- Challenge:
Rewrite the lines as a Markdown table with the columns Row and Line, numbering each row, starting with the line that contains "Drop one marker on each instance of the stone" and going on through the line that contains "Drop one marker on each instance of the concrete". Leave out any blank lines.

- Source data:
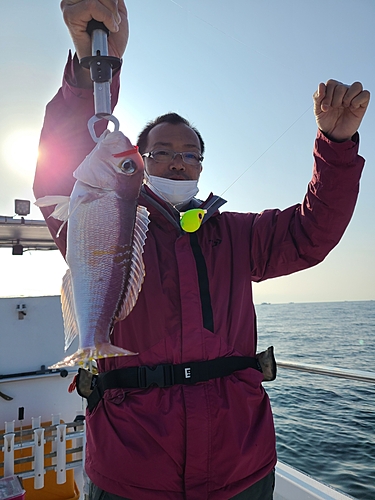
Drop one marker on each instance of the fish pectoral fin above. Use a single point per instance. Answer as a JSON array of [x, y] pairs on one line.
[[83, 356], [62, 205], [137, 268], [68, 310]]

==

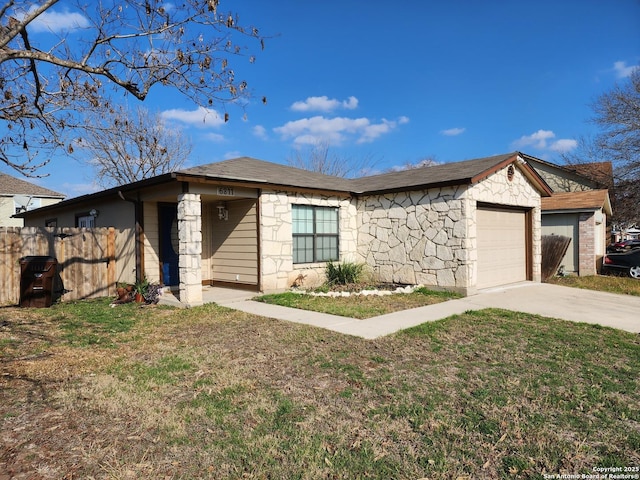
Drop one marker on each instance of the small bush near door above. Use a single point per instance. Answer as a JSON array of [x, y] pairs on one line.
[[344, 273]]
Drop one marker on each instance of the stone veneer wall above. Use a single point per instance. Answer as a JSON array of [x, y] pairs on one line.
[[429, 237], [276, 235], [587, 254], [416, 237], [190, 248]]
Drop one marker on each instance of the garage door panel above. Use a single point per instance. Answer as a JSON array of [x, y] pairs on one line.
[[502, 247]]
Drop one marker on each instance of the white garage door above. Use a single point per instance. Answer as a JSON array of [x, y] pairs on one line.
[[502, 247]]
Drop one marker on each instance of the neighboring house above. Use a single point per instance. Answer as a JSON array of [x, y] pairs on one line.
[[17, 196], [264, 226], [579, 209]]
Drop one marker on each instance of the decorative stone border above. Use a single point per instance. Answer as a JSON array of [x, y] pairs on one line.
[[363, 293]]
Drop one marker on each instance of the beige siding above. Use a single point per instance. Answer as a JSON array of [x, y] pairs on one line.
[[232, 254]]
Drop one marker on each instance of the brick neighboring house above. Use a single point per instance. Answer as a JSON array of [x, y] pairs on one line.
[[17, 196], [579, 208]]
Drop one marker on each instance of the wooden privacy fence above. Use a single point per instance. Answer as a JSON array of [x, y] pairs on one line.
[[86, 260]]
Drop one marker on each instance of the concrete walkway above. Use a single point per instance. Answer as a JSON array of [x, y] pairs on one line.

- Answer to the task:
| Row | Line |
|---|---|
| 1 | Drop one marker on each instance of the stone veneer wall above. Use a single point per instance. Answer as a JSON array of [x, y] pairs on one line. |
| 2 | [[429, 237], [276, 235], [587, 254], [416, 237], [190, 248]] |
| 3 | Drop one marker on each instance of the garage door panel above. Use a single point per instance. Answer as a JSON array of [x, y] pairs on one line. |
| 4 | [[502, 247]] |
| 5 | Drop one marker on each instance of the white garage door above. Use a single point per instance. Answer as a JSON array of [x, y] pairs on one line. |
| 6 | [[502, 247]] |
| 7 | Drop one marker on each instance of the neighboring house above. Use a single point per instance. Answer as a JSON array of [x, y] pairs on one line. |
| 8 | [[17, 196], [264, 226], [579, 209]] |
| 9 | Drop one marker on each instance of the decorative stone border above. Use a single point per instance. Answer as a JSON array of [x, y] pairs on one line. |
| 10 | [[363, 293]] |
| 11 | Drop one marker on each instance of the beige siding above. Use a single point per instance. Answer as a JSON array of [x, y] pairs on one line. |
| 12 | [[232, 254]] |
| 13 | Drop one marker on each instance of the brick neighboring house above. Use a single point per instance. Answer as a JSON array of [x, y] pairs on one line. |
| 14 | [[17, 196], [579, 208]] |
| 15 | Drop one marker on each instance of the wooden privacy fence above. Use a single point per instance. Answer as a JSON array of [x, y] pairs on one line. |
| 16 | [[86, 260]] |
| 17 | Drop one marker on each instance of the concrete walkway above. Use a single point per instance. Answer as a JSON array of [x, y] pairs on one line. |